━━━━━ EXTRACTED RECORDS

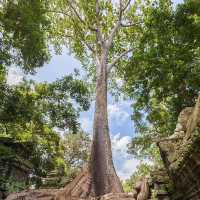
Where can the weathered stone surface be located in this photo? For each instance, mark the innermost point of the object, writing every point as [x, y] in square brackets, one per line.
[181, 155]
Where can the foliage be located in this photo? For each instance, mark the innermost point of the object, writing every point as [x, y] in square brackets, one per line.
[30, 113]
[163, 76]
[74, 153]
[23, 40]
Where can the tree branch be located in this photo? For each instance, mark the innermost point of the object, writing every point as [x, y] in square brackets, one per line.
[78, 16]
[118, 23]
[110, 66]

━━━━━━━━━━

» TASK DETAILS:
Rewrite the items above from the line containing "Where can the tree" through the last line, replacing "tree branch" with "bough" and leaving everything else unchanged.

» EXERCISE ANSWER:
Where can the bough be located in this photo? For each instance, mark the innermost point of the object, writing every point as [x, y] in square brackets, one per line.
[78, 16]
[118, 23]
[110, 66]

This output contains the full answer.